Commentary: Assessing the effects of environmental pollution when people know that they have been exposedBMJ 1997; 314 doi: https://doi.org/10.1136/bmj.314.7077.343 (Published 01 February 1997) Cite this as: BMJ 1997;314:343
- R T Mayon-White, consultant public health physiciana
Acute episodes of massive air pollution with harmful effects are fortunately rare, but this means that no one is very experienced at investigating such risks. The immediate effects may be blast and burns injuries, acute chemical toxicity as at Bhopal in 1984, irritation causing acute respiratory and conjunctival symptoms, or the sight and smell of smoke and fumes causing fear. The suddenness and speed at which the pollution arises, usually in an explosion or a fire, give little chance of collecting data before exposure. Epidemiological studies into the longer term effects have to be done after the pollution has dispersed and when public opinion has formed about the expected health effects. Investigations may be made more difficult if there is little toxicological knowledge of the long term effects of a single exposure or if the pollutants are not fully identified.
So the investigation into the long term effects of a relatively brief exposure to airborne chemicals is an exploration, not a well trodden path. However, if the dramatic circumstances of incidents like Bhopal are set aside, the epidemiological task is the familiar problem of deciding whether there is an association between an environmental factor and ill health, and if any relation is cause and effect.
The study by Cullinan et al is a good example of what can be achieved with modest resources. Cross sectional studies are usually much cheaper than cohort studies in which a population (or sample) is followed for years to assess the effects of differing levels of exposure. Without detailed information on where the toxic gas plume went and where subjects were at the time, the distance between the Union Carbide factory and the home of the subject is a simple way of grading exposure, and better than the subjects' own impressions. A random sample was essential, but a bias could occur if people with respiratory symptoms were more or less likely than others to move away from the area. In some situations the subjects might be asked if they stayed indoors, as another way of getting different degrees of exposure.
In any study where both the subjects and the investigators are aware of their exposure, and the possible illness, the investigators need objective measurements of health: the lung function tests in the Bhopal study. As shown here, symptoms should not be dismissed as subjective and biased as sceptics might suppose. If symptoms can be compared with physiological or pathological tests in a subset of subjects the strength of large numbers studied by questionnaire can be exploited. In assessing the statistical association for cause and effect the strength of the association, the specificity of the medical condition, the biological gradient, the biological plausibility, and the coherence of the evidence are clear. The results fit with earlier studies in Bhopal but there are, fortunately, no other similar incidents which would test the consistency of the association. The relation with time cannot be assessed by one cross sectional study, and no experimental evidence or analogies apply. I am convinced by the evidence that the gas from Bhopal has caused chronic obstructive airways disease and I value this paper as a useful example of how to look for the damage that may be caused by a chemical disaster.

## Entries provided
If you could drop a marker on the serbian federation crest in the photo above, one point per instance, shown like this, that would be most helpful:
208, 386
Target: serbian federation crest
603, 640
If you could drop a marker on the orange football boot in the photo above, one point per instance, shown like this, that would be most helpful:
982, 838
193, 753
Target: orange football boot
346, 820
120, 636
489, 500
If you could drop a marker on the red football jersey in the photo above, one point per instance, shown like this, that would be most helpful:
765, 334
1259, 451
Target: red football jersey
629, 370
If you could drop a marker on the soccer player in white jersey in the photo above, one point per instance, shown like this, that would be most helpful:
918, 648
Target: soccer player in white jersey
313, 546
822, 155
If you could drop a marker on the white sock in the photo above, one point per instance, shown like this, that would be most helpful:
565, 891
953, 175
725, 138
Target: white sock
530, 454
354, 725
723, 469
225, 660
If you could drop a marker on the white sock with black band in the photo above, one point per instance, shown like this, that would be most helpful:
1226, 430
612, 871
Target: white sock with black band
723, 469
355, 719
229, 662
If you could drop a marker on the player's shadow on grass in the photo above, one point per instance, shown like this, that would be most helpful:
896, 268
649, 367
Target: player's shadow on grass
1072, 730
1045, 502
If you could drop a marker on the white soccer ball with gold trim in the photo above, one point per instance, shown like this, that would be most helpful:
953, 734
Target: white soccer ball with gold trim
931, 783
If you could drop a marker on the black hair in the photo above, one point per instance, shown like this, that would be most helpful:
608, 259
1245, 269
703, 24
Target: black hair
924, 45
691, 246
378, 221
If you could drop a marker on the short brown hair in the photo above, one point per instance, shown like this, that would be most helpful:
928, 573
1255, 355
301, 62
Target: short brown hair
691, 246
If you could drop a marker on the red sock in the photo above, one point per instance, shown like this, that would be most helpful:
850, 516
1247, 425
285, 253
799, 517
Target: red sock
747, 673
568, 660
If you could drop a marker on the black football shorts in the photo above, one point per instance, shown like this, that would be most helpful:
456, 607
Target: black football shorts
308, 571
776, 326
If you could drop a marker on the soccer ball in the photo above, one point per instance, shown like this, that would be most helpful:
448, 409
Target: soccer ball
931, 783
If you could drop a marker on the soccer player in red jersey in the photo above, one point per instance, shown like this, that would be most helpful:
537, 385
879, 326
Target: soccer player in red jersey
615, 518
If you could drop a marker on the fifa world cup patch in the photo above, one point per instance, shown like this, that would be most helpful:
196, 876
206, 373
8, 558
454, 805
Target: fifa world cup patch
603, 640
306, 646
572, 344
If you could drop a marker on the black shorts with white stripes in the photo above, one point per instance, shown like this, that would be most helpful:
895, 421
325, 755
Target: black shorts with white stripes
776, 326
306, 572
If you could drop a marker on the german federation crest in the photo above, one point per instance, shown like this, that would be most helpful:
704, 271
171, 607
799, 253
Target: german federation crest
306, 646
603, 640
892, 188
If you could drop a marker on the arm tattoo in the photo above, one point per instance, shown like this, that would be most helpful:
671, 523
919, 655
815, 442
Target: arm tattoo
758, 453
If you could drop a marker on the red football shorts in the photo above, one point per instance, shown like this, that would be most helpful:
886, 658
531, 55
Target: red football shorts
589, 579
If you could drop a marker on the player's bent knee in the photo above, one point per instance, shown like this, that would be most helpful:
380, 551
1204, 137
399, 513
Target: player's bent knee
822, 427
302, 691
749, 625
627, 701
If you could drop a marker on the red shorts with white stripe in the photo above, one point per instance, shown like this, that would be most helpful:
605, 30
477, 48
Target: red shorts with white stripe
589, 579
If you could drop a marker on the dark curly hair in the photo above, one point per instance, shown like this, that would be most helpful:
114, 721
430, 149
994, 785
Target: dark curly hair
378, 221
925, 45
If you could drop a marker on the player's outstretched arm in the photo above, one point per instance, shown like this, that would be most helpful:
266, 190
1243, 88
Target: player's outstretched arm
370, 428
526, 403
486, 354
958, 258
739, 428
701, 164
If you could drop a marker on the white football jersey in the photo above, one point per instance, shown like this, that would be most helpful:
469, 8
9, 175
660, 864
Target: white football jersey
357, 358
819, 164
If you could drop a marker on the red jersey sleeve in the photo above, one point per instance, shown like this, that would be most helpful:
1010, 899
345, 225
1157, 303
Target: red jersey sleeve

--

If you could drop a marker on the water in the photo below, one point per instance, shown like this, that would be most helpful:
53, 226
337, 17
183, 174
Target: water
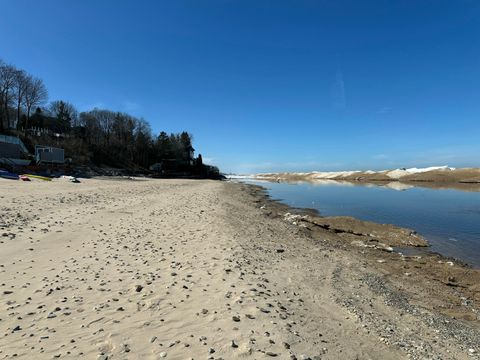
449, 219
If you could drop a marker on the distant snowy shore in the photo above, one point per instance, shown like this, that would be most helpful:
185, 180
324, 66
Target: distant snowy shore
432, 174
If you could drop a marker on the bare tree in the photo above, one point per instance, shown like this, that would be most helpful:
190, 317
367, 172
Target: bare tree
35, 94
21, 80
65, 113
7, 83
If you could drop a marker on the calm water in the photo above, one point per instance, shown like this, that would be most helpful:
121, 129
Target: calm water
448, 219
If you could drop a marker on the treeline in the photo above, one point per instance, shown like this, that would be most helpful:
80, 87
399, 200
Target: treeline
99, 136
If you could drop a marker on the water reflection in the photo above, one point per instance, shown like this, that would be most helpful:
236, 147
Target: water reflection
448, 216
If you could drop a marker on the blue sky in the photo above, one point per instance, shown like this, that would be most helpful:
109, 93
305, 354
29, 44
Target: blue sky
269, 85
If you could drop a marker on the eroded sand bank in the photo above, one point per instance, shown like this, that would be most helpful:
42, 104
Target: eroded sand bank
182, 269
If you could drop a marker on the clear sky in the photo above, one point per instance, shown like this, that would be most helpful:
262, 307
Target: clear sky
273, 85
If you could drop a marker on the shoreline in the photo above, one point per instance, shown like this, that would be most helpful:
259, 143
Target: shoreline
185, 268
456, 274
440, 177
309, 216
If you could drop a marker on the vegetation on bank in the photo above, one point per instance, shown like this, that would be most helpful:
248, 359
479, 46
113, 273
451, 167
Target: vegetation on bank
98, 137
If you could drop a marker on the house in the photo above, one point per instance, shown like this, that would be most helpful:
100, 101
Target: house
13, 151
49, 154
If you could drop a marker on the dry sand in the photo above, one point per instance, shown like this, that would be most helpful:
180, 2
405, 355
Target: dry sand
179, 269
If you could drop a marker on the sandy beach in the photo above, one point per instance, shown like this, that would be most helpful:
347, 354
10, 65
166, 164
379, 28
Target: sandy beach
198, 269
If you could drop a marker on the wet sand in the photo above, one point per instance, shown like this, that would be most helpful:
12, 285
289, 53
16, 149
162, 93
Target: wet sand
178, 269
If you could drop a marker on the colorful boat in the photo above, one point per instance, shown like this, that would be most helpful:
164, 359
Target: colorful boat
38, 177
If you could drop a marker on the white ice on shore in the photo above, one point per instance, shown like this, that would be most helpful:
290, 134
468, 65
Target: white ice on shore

--

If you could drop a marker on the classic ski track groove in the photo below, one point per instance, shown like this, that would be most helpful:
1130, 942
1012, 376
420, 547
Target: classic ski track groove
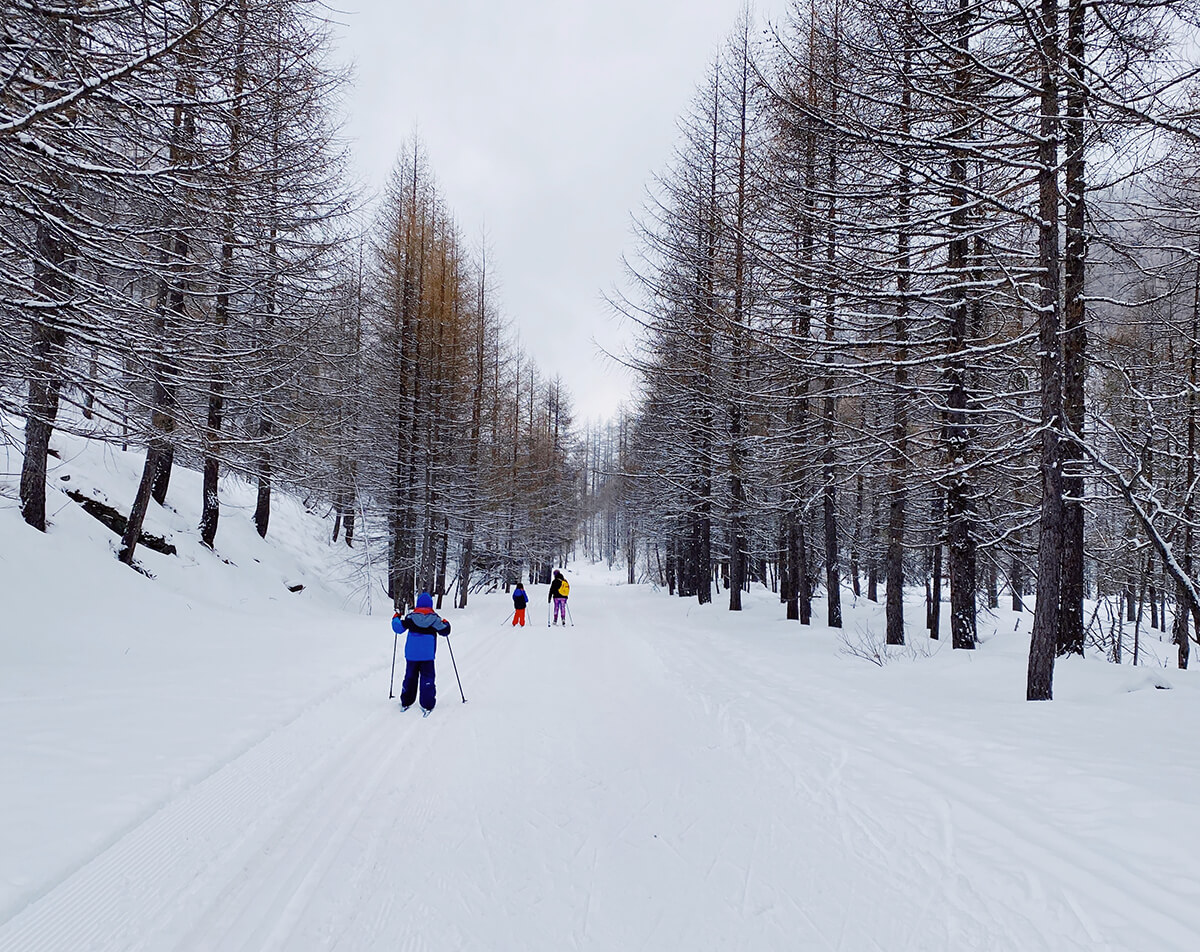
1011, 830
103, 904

## What the task requires
According to the commentary on pollution exposure, why did the Bhopal study need lung function tests? Answer in one to three sentences.

## Expected answer
Both the people studied and the investigators knew about the exposure and the possible illness, so the investigators needed objective measurements of health. In the Bhopal study, the lung function tests gave those measurements.